Start of Page

Censorship also plays are significant role on how genders are represented in video games. This greatly relates to nudity and sexual references. This could be seen as a positive as this forces game developers/publishers to think harder on the necessity that sex plays in their games. Is it really necessary and/or practical to have females represented as whores? Why should they be represented like this? Why are males represented so differently to females? You don’t see many games representing males as whores. This is a good way of nailing developers into thinking harder about the characters, plot and settings.

In the end, it comes down to how profitable a game can be and games do have to be tailored in order to be released in certain countries. One could argue that this damages video games as they have to be watered down potentially harming the games story, but does it really? Considering that many games portray females as sex objects and have no place in today’s society, I tend to agree. As adults, we do have the right to choose what we want to look at but we also have the moral responsibility to do what is right, and this should remain true in video games.

The games that will be looked at in this paper are:

The Witcher,

Dragon Age 2,

Portal 2,

Bulletstorm; and

Hydrophobia: Prophecy.

This will compare and contrast two game titles of similar nature in which gender representation in both games will be thoroughly examined.

Game 1: The Witcher

The Witcher is a role playing game delevoped by CD Projeckt RED STUDIO and was released as a PC exclusive in 2007. The game is based on a series of books by the same name by Polish author Andrzej Sapkowski. The game is based on a mediaeval fantasy world of Temeria and tells the story Geralt of Rivia, a Witcher who was at some point killed or at the very least, near death but was later revived by his fellow witchers at their stronghold Kaer Morhen. Unfortunately, he loses his memory in the process. The player gains control of Geralt and lead him through a non-linear story in which the player makes moral choices that affect the overall outcome of the game.

End of Page

◆ **Objective**
In one to three sentences, explain why the passage on gender representation in video games says censorship could be seen as a positive.

Start of Information given

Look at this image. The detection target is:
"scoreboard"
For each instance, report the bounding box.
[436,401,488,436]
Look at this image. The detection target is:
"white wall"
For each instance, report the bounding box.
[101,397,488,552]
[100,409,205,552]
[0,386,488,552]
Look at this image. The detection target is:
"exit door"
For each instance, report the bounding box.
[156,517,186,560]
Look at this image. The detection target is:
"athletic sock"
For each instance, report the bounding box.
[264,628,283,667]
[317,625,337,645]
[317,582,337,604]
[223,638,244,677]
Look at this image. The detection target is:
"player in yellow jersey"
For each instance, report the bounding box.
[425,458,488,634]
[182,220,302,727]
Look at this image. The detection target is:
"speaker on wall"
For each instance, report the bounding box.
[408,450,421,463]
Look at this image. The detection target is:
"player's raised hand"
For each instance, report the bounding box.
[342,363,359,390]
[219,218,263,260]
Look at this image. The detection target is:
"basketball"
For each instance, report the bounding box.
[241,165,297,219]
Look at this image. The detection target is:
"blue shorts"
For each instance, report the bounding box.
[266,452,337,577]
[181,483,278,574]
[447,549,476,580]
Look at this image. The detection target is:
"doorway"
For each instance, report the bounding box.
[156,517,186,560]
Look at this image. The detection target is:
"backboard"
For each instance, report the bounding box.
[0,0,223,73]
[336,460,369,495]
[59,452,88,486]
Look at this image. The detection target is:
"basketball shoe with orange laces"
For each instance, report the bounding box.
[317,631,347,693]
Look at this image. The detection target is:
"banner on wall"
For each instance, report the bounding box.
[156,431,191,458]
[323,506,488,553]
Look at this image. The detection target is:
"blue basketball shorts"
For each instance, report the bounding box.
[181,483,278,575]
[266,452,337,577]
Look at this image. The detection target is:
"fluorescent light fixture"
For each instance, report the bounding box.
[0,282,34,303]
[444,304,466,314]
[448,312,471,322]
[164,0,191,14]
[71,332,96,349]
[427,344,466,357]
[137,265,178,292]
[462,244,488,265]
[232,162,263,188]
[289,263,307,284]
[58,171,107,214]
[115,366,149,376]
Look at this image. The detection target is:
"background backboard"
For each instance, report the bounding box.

End of Information given
Start of Information given

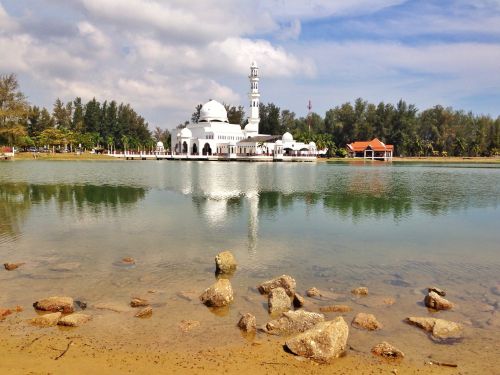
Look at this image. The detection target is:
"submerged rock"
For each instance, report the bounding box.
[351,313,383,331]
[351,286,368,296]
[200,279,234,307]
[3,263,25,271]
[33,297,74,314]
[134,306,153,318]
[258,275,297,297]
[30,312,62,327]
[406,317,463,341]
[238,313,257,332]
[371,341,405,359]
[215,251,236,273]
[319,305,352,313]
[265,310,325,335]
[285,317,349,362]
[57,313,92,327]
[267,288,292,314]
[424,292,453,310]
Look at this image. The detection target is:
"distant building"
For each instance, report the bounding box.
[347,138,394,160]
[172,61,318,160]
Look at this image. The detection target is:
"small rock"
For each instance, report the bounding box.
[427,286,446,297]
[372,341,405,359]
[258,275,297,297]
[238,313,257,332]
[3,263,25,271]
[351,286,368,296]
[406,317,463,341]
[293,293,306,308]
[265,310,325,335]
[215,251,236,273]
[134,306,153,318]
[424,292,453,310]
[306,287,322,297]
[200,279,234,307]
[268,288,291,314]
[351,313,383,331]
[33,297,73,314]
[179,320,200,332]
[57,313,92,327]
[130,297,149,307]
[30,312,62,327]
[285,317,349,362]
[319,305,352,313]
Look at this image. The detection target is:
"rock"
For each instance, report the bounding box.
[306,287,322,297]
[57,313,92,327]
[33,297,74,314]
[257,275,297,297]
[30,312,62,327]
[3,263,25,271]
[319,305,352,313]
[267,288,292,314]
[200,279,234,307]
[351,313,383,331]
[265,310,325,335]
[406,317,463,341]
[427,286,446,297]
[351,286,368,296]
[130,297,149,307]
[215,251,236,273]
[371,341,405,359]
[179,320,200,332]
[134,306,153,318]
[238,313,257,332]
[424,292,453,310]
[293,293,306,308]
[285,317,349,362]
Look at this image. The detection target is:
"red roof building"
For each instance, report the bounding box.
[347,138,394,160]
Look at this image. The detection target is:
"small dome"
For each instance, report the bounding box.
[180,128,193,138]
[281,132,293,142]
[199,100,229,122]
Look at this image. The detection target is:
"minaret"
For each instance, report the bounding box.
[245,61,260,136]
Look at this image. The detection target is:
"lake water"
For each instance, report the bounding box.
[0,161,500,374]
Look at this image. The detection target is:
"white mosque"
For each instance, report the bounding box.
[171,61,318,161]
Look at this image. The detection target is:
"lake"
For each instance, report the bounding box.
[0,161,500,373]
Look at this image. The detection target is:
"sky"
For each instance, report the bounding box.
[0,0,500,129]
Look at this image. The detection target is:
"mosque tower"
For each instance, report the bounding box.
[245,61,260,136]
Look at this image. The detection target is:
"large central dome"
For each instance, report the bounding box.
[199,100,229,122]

End of Information given
Start of Information given

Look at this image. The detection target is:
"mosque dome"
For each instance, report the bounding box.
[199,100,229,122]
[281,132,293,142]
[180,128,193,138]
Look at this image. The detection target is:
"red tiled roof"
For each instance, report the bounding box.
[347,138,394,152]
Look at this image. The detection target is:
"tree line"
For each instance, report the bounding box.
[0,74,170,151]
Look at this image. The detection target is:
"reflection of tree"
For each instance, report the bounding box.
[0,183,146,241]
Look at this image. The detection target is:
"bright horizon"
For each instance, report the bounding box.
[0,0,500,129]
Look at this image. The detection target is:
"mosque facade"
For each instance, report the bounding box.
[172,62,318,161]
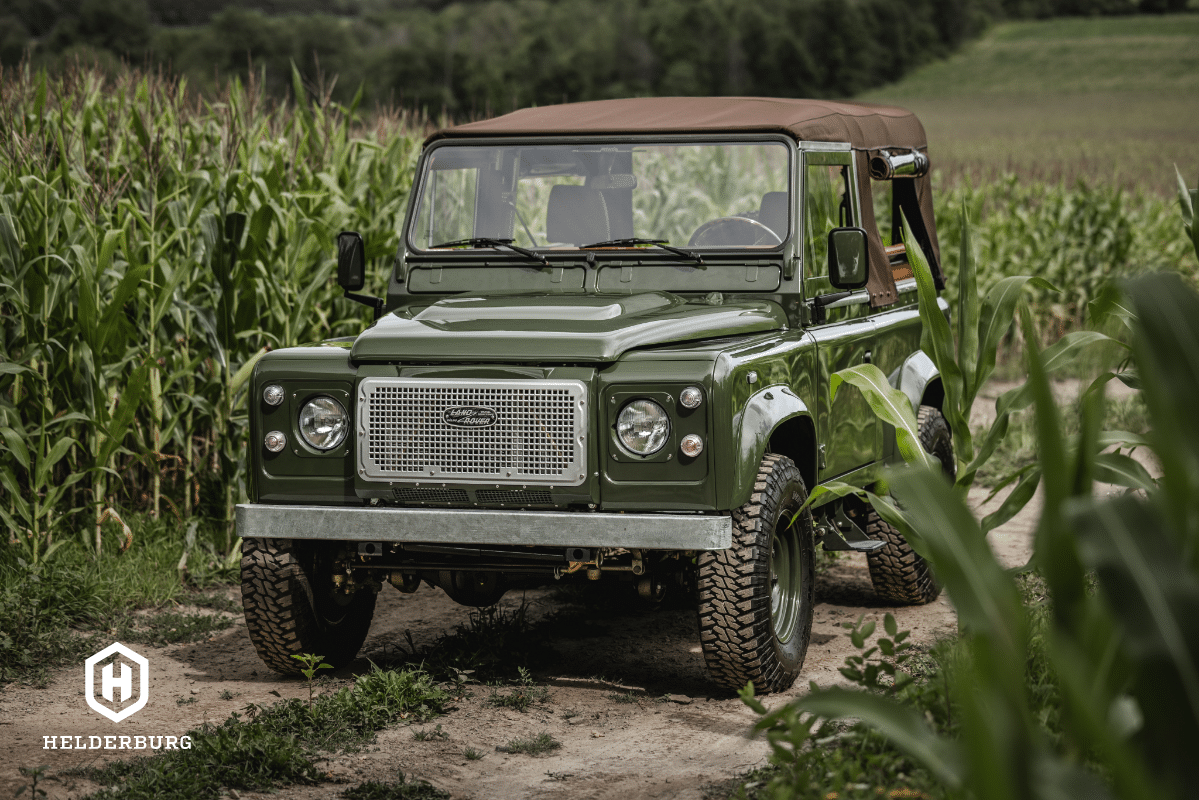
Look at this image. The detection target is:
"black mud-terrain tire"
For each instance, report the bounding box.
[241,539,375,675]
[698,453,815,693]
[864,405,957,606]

End of Information given

◆ **Solution to the problem**
Censorship could be seen as a positive because it forces game developers and publishers to think harder about how necessary sex is in their games. The passage calls this a good way of making developers think harder about the characters, plot and settings.